RECORDS:
%%

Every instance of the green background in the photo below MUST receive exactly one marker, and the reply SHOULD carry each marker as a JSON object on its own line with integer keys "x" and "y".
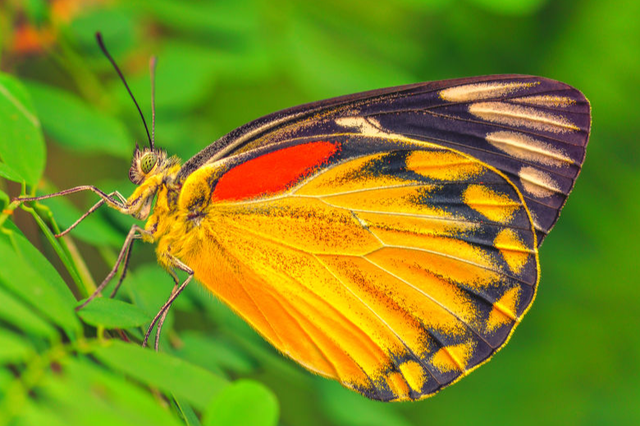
{"x": 575, "y": 359}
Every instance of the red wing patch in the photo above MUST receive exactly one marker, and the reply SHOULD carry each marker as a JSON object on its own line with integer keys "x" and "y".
{"x": 273, "y": 172}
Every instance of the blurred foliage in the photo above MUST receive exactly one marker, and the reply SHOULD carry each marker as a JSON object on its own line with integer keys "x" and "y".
{"x": 574, "y": 361}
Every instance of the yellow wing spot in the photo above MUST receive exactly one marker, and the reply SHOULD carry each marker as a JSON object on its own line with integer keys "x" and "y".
{"x": 439, "y": 304}
{"x": 454, "y": 357}
{"x": 398, "y": 386}
{"x": 515, "y": 253}
{"x": 443, "y": 165}
{"x": 406, "y": 200}
{"x": 504, "y": 309}
{"x": 198, "y": 186}
{"x": 478, "y": 91}
{"x": 546, "y": 101}
{"x": 349, "y": 177}
{"x": 516, "y": 115}
{"x": 527, "y": 148}
{"x": 494, "y": 206}
{"x": 414, "y": 374}
{"x": 537, "y": 182}
{"x": 450, "y": 258}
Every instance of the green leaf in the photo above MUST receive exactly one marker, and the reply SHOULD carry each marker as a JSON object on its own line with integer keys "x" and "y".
{"x": 34, "y": 413}
{"x": 4, "y": 198}
{"x": 19, "y": 275}
{"x": 93, "y": 230}
{"x": 21, "y": 143}
{"x": 188, "y": 415}
{"x": 6, "y": 378}
{"x": 20, "y": 316}
{"x": 214, "y": 354}
{"x": 170, "y": 374}
{"x": 111, "y": 313}
{"x": 83, "y": 393}
{"x": 245, "y": 402}
{"x": 511, "y": 7}
{"x": 78, "y": 125}
{"x": 13, "y": 348}
{"x": 233, "y": 18}
{"x": 325, "y": 60}
{"x": 178, "y": 86}
{"x": 8, "y": 173}
{"x": 39, "y": 263}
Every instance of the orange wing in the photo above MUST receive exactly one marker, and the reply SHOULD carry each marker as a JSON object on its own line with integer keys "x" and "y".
{"x": 395, "y": 272}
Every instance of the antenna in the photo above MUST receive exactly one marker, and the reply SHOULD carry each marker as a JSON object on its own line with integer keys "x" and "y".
{"x": 152, "y": 69}
{"x": 104, "y": 50}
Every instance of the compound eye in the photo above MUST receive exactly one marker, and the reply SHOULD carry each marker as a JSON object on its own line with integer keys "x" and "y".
{"x": 147, "y": 162}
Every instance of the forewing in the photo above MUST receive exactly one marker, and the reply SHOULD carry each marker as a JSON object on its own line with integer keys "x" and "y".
{"x": 532, "y": 129}
{"x": 392, "y": 265}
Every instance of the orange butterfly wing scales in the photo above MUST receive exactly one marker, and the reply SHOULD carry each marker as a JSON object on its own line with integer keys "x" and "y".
{"x": 382, "y": 270}
{"x": 272, "y": 172}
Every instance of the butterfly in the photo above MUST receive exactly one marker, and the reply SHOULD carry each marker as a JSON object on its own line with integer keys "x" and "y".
{"x": 386, "y": 239}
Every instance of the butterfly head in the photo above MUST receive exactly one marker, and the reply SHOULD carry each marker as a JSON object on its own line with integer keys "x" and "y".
{"x": 145, "y": 163}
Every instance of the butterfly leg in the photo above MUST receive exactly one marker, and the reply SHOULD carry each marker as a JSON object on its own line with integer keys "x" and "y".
{"x": 113, "y": 199}
{"x": 176, "y": 284}
{"x": 136, "y": 232}
{"x": 161, "y": 315}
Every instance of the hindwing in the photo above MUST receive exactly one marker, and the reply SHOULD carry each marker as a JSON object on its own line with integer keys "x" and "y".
{"x": 393, "y": 265}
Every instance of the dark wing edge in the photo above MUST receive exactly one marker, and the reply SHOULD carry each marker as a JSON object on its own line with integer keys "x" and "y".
{"x": 533, "y": 129}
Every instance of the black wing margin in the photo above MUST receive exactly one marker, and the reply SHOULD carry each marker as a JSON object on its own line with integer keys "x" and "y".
{"x": 533, "y": 129}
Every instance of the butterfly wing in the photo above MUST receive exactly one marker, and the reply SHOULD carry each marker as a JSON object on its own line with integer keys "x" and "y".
{"x": 532, "y": 129}
{"x": 390, "y": 264}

%%

EXERCISE REQUIREMENTS:
Apart from the images, print all the material above exactly as given.

ANSWER FOR THE TASK:
Every instance of the green background in the photo below MUST receive exactly one marker, and the reply SHOULD carry each marker as a JSON object on its own line with integer keys "x" and "y".
{"x": 575, "y": 359}
Every instance of the red wing patch in the photo above MUST receive exactly one marker, and the reply SHOULD carry each marker as a JSON object on its own line with integer keys "x" and "y".
{"x": 273, "y": 172}
Every instance of the blurred foliage in the photo above MUST receive exactly one marker, and the reply SHOULD carry each marker as a JSON object on its own line with integer keys "x" and "y".
{"x": 574, "y": 361}
Every instance of the yellow wing spot in the photo above MUST receive exactly one marker, and the reply SHOULD carry each marker as a JSON object on its own line with integer keys "x" and "y".
{"x": 439, "y": 304}
{"x": 454, "y": 357}
{"x": 398, "y": 386}
{"x": 515, "y": 253}
{"x": 443, "y": 165}
{"x": 406, "y": 200}
{"x": 504, "y": 309}
{"x": 198, "y": 186}
{"x": 478, "y": 91}
{"x": 546, "y": 101}
{"x": 349, "y": 177}
{"x": 516, "y": 115}
{"x": 527, "y": 148}
{"x": 494, "y": 206}
{"x": 414, "y": 374}
{"x": 537, "y": 182}
{"x": 450, "y": 258}
Every instance of the green leaf in the photo above MUST receive exactly one marker, and the reply SHOULD carry each marker as a JSON object on its own line with integer keys "x" and "y".
{"x": 34, "y": 413}
{"x": 4, "y": 198}
{"x": 19, "y": 275}
{"x": 93, "y": 230}
{"x": 21, "y": 143}
{"x": 188, "y": 415}
{"x": 6, "y": 378}
{"x": 20, "y": 316}
{"x": 214, "y": 354}
{"x": 170, "y": 374}
{"x": 111, "y": 313}
{"x": 83, "y": 393}
{"x": 245, "y": 402}
{"x": 511, "y": 7}
{"x": 78, "y": 125}
{"x": 13, "y": 348}
{"x": 233, "y": 18}
{"x": 325, "y": 60}
{"x": 178, "y": 86}
{"x": 8, "y": 173}
{"x": 39, "y": 263}
Every instance of the orange wing in the photo above MUST receive exactly one marker, and the reply SHOULD carry each marker as a JSON object on its own line with integer keys "x" and "y".
{"x": 395, "y": 272}
Every instance of the antenna in the photo above MUST receive exactly one marker, and the reply SHOULD carry each marker as a JSON object on its own line with integer keys "x" and "y".
{"x": 152, "y": 69}
{"x": 104, "y": 50}
Every instance of the compound eye in the photo above MUST receive exactly one marker, and the reply SHOULD carry each marker as a JSON object on its own line with integer keys "x" and "y".
{"x": 147, "y": 162}
Every instance of the forewing in the photo above MUST receive exactly one marker, and the reply SHOULD carry each marker as a JSON object on its own line with integer keys "x" and "y".
{"x": 532, "y": 129}
{"x": 392, "y": 265}
Every instance of the orange butterfly wing scales in the photo above MUST receive exactly one marker, and the reply SHOULD carry each marker as a JSON object on its own line with integer keys "x" and "y".
{"x": 382, "y": 270}
{"x": 272, "y": 172}
Every instance of the butterfly in the photo above MUST receive exactly one marker, and the reply SHOULD carry each marker as a JSON object on its own line with integer keys "x" and "y".
{"x": 386, "y": 239}
Every instance of the butterfly head in the photo above MUST receive exactly one marker, and the reply SHOULD carry each marker as a JSON object on its own line with integer keys "x" and "y".
{"x": 145, "y": 163}
Every instance of the butterfly leg in the photo above MUST receive exactly one marker, and the reply SHOULD carry each marker as a JSON object on its own line with integer keys "x" and "y".
{"x": 113, "y": 199}
{"x": 176, "y": 284}
{"x": 136, "y": 232}
{"x": 161, "y": 315}
Every instance of the hindwing in the photo above MUST receive exactly one marker, and the reply SHOULD carry each marker as a JSON object on its own line with integer keys "x" and "y".
{"x": 393, "y": 265}
Every instance of the dark wing edge in the photo above MUST receive exactly one marker, and the reply SHOULD carry each marker as a JSON object on its own line with integer keys "x" and "y".
{"x": 533, "y": 129}
Every instance of the black wing margin in the photo above MUST receive exactly one marker, and the reply SHOULD carry each marker as a JSON object on its own line with integer keys "x" and "y".
{"x": 533, "y": 129}
Every instance of the butterfly wing in the photo above MUST receive exactly one marker, and the reply SHOULD carry each marker as a JSON object on its own line with integer keys "x" and "y".
{"x": 532, "y": 129}
{"x": 390, "y": 264}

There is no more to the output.